■ THE TASK ■
Reproduce the listing below verbatim, starting at the line that contains "Might I ask you to indicate the yellow boat in" and running through the last line of the listing, both ends included.

■ RECORDS SHOWN ■
^^^^^^^^^^^^^^^^
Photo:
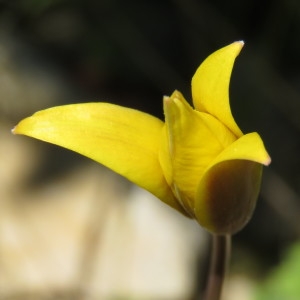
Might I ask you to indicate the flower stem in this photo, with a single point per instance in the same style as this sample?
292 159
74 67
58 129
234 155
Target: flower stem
221 247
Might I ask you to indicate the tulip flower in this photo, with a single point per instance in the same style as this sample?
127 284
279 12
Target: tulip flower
198 161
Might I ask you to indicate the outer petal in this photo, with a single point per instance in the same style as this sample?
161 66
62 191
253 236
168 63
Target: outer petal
123 139
227 193
194 140
210 85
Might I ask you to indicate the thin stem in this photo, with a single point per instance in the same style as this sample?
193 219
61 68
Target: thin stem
221 248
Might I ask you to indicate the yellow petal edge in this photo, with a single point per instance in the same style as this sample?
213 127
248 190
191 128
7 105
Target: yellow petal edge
123 139
210 85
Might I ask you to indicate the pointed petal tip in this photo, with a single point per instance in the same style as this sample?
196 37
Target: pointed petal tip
268 161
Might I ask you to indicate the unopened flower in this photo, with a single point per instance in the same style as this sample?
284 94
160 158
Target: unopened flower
198 162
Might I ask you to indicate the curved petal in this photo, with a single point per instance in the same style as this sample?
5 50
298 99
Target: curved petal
210 85
227 196
227 193
249 147
194 139
123 139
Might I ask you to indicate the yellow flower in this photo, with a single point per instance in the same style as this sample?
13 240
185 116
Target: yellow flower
198 162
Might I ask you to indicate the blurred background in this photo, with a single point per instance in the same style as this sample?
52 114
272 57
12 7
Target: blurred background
71 229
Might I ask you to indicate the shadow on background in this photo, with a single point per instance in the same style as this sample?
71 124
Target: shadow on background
132 53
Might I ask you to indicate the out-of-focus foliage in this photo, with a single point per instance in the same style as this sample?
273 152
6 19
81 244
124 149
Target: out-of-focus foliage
132 53
283 282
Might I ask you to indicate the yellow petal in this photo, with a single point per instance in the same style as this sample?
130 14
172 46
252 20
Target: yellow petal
227 196
123 139
227 193
194 140
210 85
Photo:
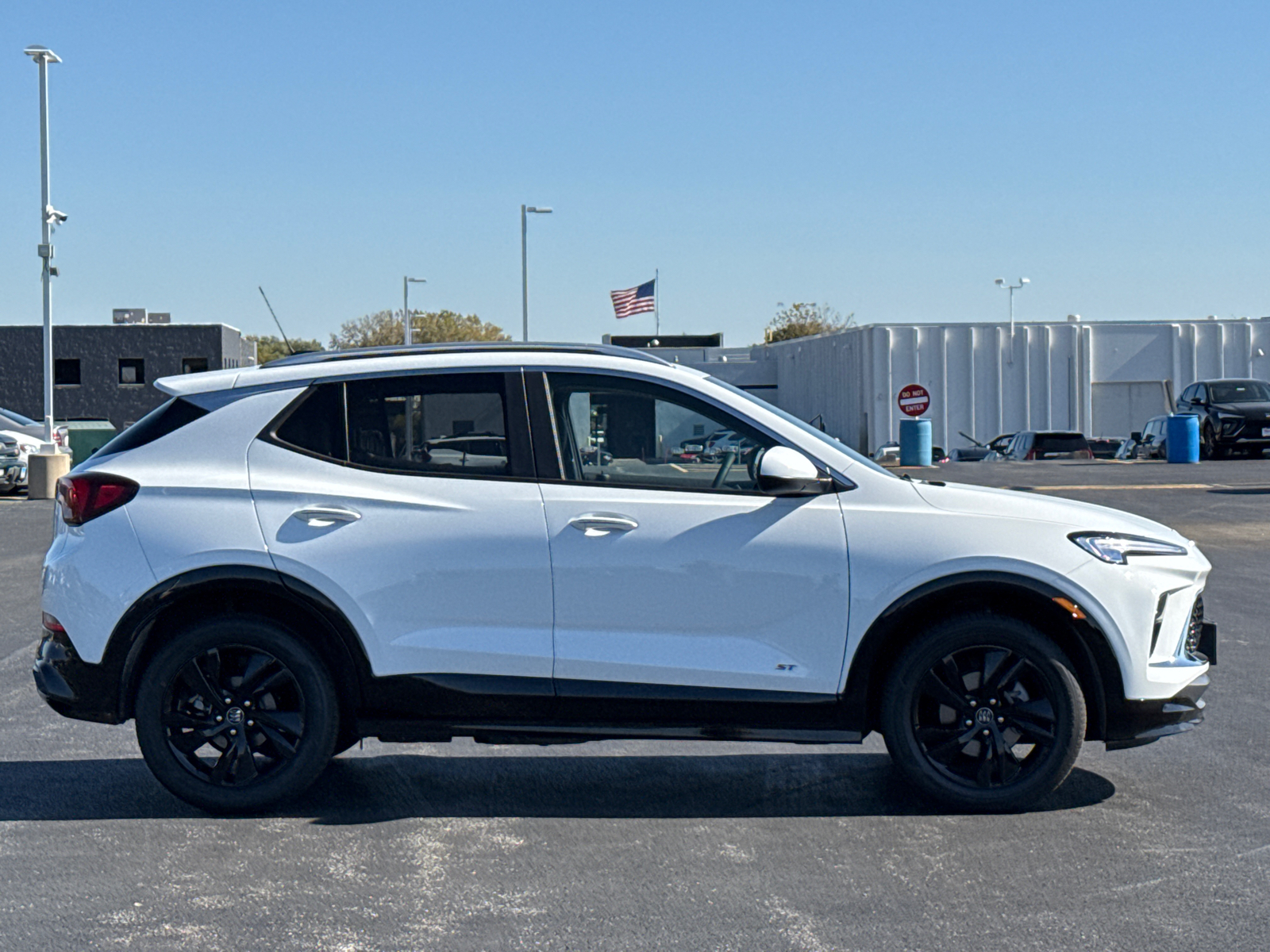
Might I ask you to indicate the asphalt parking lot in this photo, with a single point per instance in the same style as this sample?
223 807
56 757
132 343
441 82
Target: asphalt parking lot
667 846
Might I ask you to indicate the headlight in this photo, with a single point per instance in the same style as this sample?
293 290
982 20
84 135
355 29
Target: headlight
1117 547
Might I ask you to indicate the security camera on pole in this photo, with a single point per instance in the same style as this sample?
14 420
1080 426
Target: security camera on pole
1011 289
46 466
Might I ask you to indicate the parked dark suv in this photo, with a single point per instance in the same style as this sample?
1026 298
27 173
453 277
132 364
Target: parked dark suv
1233 414
1030 444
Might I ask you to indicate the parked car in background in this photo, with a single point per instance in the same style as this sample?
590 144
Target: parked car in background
1033 444
689 452
968 455
23 446
887 454
1105 447
13 470
595 456
1233 416
17 423
1149 444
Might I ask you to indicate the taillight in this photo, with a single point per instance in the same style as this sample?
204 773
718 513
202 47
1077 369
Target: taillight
92 494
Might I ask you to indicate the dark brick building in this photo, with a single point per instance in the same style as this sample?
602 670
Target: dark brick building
107 371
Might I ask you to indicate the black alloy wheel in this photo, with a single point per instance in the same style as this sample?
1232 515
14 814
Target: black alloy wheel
984 714
235 715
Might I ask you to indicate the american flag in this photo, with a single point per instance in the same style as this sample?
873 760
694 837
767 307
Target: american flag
634 300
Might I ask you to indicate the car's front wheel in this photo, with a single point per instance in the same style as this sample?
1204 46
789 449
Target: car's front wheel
983 712
237 714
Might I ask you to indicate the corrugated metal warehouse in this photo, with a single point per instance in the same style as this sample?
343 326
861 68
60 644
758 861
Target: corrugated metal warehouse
1104 378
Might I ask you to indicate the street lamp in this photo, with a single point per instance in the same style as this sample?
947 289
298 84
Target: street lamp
1013 289
48 219
525 272
406 310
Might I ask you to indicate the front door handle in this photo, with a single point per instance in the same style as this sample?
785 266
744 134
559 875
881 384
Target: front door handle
602 524
323 516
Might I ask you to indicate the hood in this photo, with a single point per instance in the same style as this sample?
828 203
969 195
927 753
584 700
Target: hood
1015 505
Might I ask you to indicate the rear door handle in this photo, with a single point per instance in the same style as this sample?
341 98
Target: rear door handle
321 516
602 524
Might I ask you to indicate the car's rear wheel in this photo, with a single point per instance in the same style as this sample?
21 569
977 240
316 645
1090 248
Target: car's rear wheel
237 714
983 712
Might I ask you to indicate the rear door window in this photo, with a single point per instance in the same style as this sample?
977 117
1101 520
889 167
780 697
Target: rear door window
454 424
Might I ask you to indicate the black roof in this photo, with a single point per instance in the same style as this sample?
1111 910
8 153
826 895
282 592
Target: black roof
459 348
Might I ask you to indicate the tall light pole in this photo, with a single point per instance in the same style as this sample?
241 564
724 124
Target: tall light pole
1013 289
410 340
48 217
525 271
406 308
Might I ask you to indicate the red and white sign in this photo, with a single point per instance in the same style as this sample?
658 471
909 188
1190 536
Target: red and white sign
914 399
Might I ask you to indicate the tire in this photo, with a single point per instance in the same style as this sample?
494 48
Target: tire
941 698
267 744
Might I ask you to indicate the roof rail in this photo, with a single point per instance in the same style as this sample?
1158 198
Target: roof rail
360 353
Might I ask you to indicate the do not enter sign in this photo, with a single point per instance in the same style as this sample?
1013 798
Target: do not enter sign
914 399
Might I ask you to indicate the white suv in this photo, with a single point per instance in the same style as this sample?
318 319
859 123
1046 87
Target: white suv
406 543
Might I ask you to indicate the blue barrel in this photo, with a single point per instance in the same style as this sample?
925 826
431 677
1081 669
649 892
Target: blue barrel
914 442
1181 438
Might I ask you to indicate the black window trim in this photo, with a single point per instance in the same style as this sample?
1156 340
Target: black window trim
841 482
520 443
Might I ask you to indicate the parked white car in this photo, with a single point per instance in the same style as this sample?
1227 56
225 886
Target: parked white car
13 473
266 569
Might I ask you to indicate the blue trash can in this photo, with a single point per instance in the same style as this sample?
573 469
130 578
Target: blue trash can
1181 438
914 442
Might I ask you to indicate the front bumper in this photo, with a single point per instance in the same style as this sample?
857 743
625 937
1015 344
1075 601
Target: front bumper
1132 724
71 685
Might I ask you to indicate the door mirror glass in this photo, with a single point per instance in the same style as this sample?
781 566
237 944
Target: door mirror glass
787 473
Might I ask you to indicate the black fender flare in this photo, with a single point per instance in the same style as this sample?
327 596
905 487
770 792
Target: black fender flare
1033 601
131 643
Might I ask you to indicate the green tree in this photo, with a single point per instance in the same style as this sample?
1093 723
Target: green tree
803 321
385 328
271 348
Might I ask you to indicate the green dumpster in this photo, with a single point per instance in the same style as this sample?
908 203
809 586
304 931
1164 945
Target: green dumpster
86 437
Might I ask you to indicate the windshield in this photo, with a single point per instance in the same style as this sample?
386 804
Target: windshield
18 418
1245 391
806 428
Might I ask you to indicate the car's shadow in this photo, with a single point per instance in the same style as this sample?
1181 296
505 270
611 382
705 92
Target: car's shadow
375 789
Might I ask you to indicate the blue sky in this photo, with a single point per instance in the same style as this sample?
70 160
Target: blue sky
891 159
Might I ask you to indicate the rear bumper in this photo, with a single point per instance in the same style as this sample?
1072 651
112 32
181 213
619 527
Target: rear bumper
71 685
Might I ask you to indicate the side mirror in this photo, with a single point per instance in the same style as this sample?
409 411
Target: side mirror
787 473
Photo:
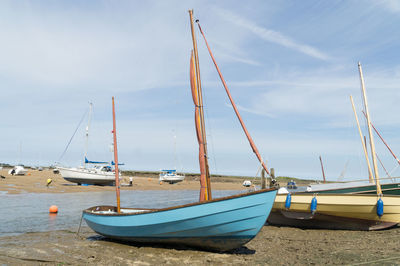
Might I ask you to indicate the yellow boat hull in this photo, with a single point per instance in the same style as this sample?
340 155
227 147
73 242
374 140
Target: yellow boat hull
336 211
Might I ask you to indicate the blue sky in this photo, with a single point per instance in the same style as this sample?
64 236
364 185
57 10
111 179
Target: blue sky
290 65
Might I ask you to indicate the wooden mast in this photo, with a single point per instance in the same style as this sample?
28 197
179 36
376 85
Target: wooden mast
371 177
251 142
207 192
371 137
384 142
117 186
87 133
322 168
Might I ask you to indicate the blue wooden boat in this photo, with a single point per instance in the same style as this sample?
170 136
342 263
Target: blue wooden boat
220 224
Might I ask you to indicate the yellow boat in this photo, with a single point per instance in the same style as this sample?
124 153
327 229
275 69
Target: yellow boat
335 211
340 211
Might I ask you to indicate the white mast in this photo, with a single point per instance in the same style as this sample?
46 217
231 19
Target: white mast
371 138
87 133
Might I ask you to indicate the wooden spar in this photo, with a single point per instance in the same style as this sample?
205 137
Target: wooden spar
^^^^^^^^^^^^^^^^
■ FULL SOLUTION ■
Might I ask you to indicate the yellow boat in this photo, with a single point per instance in the same style as this sample?
124 153
327 229
275 69
Target: yellow boat
335 211
340 211
Might I ask you to indicate the white mast in this photo, with a single point per instance in the same style as this sample?
46 217
231 19
Target: white mast
371 138
87 133
Might I ask you to indicate the wooden spar in this photo, with a single point per instance in the same style as this sample?
205 137
Target: wooden spar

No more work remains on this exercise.